Home Milenial Sekolah Online Bikin Sedih Siswa, Pandemi Mestinya Jadi Titik Balik Pembaruan Pendidikan

Sekolah Online Bikin Sedih Siswa, Pandemi Mestinya Jadi Titik Balik Pembaruan Pendidikan

Sleman, Gatra.com – Pendidikan jarak jauh selama pandemi Covid-19 membebani dan memicu emosi negatif siswa. Pandemi harus jadi titik balik pembaharuan pendidikan.

Hal itu mengemuka dalam survei gelaran Gerakan Sekolah Menyenangkan (GSM) terhadap 1.263 siswa dari jenjang pendidikan dasar dan menengah.

Penggagas GSM Muhammad Nur Rizal menunjukkan, emosi negatif mendominasi siswa saat menjalani sekolah online. Emosi negatif itu antara lain sedih, bosan, stres, bingung, dan kurang semangat.

Dari 553 siswa SD/MI, 445 siswa SMP/MTS, dan 265 siswa SMA/SMK/MA, emosi negatif itu dirasakan 57 persen siswa SD-SMP dan 70 persen siswa SMA.

Menurutnya, semakin tinggi jenjang pendidikan, gap antara emosi positif dan negatif semakin lebar Tugas dari guru bukan meningkatkan kompetensi belajar, tapi malah menjadi beban.

“Emosi negatif juga menduduki peringkat pertama hal yang dirasakan terhadap tugas-tugas dari guru selama pembelajaran jarak jauh,” kata Rizal saat jumpa pers daring dari kantor GSM di Sleman, Daerah Istimewa Yogyakarta, Selasa (10/8).

Sebanyak 51-66 persen siswa meraakan emosi negative saat mendapat tugas. Namun hanya 2-4 persen siswa yang menilai tugas itu memotivasi belajar saat sekolah daring.

“Hal ini mengakibatkan anak merasa tidak senang dengan belajar. Merasa tidak ada keinginan belajar dan tidak produktif dalam belajar. Padahal semakin dewasa, kebutuhan kemandirian dan otonomi belajar semakin tinggi,”paparnya.

Menurut Rizal, kesulitan belajar daring menempati posisi tertinggi di ketiga jenjang pendidikan, yakni pada 63-69 persen siswa, disusul oleh masalah jaringan dan perasaan demotivasi.

“Tapi belum ada fokus pemerintah untuk menangani masalah kesulitan belajar dan demotivasi sebagai permasalahan mendasar di pendidikan sejak sebelum pandemi. Selama ini, pemerintah terlalu berfokus pada penyelesaian masalah jaringan internet,” tuturnya.

Sebagian besar siswa, terutama SD-SMA, menyatakan sekolah daring mendapat keterampilan hidup. Namun tak sedikit pula, 34 persen siswa SMA/SMK/MA, tak mempelajari apapun selama sekolah online.

“Semakin dewasa jenjang pendidikan siswa, semakin merasa tidak bergunaan proses belajar jarak jauh karena merasa tidak produktif dan tidak mendapat keterampilan dan pengetahuan baru,” kata Rizal.

+++

**Yang Perlu Dikerjakan**.
[1] Jawab pertanyaan berikut berdasarkan artikel tentang sekolah online.
(a) Berapa jumlah siswa yang disurvei oleh Gerakan Sekolah Menyenangkan (GSM)?
(b) Berapa persen siswa SMA yang merasakan emosi negatif?
(c) Menurut Rizal, selama ini pemerintah terlalu berfokus pada apa?
[2] Tolong salin dengan persis bagian artikel tentang sekolah online yang diawali kata-kata yang memuat "Dari 553 siswa" dan diakhiri dengan "saat sekolah daring.".
[3] Lanjutkan artikel tentang sekolah online, dimulai setelah kalimat terakhirnya.

**Data yang Diberikan**.
+++

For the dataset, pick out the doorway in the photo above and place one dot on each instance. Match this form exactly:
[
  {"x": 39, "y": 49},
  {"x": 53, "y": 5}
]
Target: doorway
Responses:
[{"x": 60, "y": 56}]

+++

**Daftar Jawaban**.
[1]
(a) 1.263 siswa.
(b) 70 persen.
(c) Penyelesaian masalah jaringan internet.

[2]
Dari 553 siswa SD/MI, 445 siswa SMP/MTS, dan 265 siswa SMA/SMK/MA, emosi negatif itu dirasakan 57 persen siswa SD-SMP dan 70 persen siswa SMA.

Menurutnya, semakin tinggi jenjang pendidikan, gap antara emosi positif dan negatif semakin lebar Tugas dari guru bukan meningkatkan kompetensi belajar, tapi malah menjadi beban.

“Emosi negatif juga menduduki peringkat pertama hal yang dirasakan terhadap tugas-tugas dari guru selama pembelajaran jarak jauh,” kata Rizal saat jumpa pers daring dari kantor GSM di Sleman, Daerah Istimewa Yogyakarta, Selasa (10/8).

Sebanyak 51-66 persen siswa meraakan emosi negative saat mendapat tugas. Namun hanya 2-4 persen siswa yang menilai tugas itu memotivasi belajar saat sekolah daring.

[3]
Ia memaparkan, kondisi itu menguatkan situasi hilangnya kesempatan belajar atau learning loss. “Bukan karena rendahnya akses terhadap proses belajar, tetapi proses belajar itu sendiri tidak berkualitas. Akibatnya terjadi double learning loss,” kata dia.

Menurutnya, keluarga dan orang tua amat membantu proses belajar siswa agar lebih positif dan termotivasi saat pandemi. Namun kurikulum untuk mengatasi pembelajaran jarak jauh belum mengakomodasi suasana kebatinan siswa agar tetap termotivasi selama belajar daring.

Di sisi lain, fleksibilitas menjadi hal yang paling disukai siswa selama belajar daring, yakni nyaris 60 persen siswa di semua jenjang.

Menurut Rizal, pendidikan yang mengakomodasi kebutuhan siswa akan ruang otonomi dalam proses belajar adalah pembelajaran relevan bagi masa depan. Pendidikan yang memberi otonomi ini akan mengarahkan kemampuan siswa beradaptasi secara cepat terhadap perubahan di lingkungan.

Kemampuan beradaptasi dengan fleksibel adalah salah satu kompetensi yang paling dibutuhkan di era ke depan. “Dari pandemi, kita dapat belajar bagaimana sebaiknya pembelajaran masa depan dilakukan,” kata dia.

Survei menunjukkan, 68-76 persen siswa menginginkan pembelajaran tatap muka dapat digelar di masa depan. Untuk itu, kata Rizal, pandemi harus dijadikan titik balik pembaharuan pendidikan.

Menurutnya, era masa depan adalah era digital dan teknologi bisa dimanfaatkan untuk membantu akses belajar serta meningkatkan mutu pembelajaran agar lebih fleksibel, penuh tantangan, dan interaktif secara massal.

“Proses belajar berpotensi kembali pada pola lama ketika pandemi selesai apabila pandemi tak kunjung dijadikan titik balik pembaharuan pendidikan. Pembaruan dalam kebijakan yang komprehensif dan sistematis harus segera dilakukan,” kata dia.